THE PROBLEM:
Collect every line in the rows below that contains the string "ceiling", and copy each such line in full.

ENTRIES PROVIDED:

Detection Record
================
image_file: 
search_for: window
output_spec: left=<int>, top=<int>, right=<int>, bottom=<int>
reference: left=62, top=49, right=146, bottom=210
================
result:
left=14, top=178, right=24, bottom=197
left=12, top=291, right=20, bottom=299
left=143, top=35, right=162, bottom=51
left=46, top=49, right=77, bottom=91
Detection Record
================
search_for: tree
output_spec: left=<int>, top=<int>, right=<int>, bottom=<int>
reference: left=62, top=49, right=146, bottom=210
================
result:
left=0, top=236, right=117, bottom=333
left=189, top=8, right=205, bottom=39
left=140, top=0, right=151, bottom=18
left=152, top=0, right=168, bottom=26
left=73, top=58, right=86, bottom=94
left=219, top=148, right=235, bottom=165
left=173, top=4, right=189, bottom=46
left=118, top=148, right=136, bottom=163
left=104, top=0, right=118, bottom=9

==

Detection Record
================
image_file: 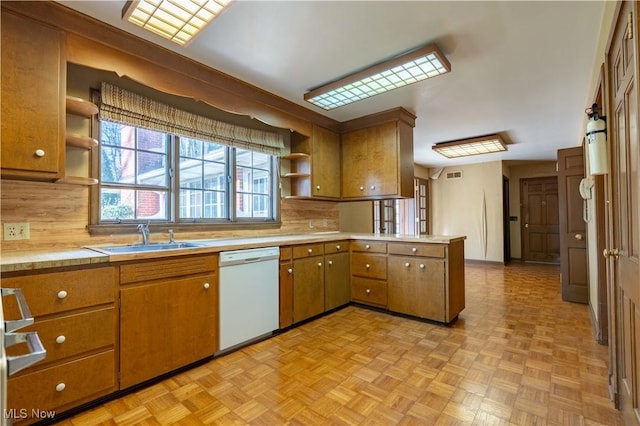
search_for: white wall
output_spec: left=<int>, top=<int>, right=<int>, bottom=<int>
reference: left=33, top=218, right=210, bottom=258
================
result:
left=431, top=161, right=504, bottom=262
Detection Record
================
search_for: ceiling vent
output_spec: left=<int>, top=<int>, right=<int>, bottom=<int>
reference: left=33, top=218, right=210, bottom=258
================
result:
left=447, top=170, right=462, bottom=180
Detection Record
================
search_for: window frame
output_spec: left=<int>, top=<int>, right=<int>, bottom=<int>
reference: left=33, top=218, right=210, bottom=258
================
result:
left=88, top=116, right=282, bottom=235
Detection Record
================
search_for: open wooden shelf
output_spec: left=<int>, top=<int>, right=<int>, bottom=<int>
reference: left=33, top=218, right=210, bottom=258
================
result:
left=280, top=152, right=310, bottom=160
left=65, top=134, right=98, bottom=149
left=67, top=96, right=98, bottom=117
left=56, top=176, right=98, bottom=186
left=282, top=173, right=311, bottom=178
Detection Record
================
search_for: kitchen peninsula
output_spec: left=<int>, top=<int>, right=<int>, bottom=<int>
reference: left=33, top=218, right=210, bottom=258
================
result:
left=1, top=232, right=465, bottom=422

* * *

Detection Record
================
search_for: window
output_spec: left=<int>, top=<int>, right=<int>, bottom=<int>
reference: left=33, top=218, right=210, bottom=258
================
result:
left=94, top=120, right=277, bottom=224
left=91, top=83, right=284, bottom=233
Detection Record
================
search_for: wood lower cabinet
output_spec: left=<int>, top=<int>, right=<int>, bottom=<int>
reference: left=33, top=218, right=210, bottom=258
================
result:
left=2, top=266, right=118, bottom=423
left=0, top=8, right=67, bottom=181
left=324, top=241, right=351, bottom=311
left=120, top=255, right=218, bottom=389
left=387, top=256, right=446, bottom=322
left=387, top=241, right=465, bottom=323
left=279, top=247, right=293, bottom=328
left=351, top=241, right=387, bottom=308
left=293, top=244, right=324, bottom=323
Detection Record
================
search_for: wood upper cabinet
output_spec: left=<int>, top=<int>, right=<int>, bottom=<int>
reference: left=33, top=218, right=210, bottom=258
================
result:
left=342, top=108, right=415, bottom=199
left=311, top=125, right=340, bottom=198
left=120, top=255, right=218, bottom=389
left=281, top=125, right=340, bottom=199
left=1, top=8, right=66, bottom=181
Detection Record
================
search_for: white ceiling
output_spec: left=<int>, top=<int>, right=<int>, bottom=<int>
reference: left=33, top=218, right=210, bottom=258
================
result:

ANSWER IN FULL:
search_for: ceiling vent
search_for: white ceiling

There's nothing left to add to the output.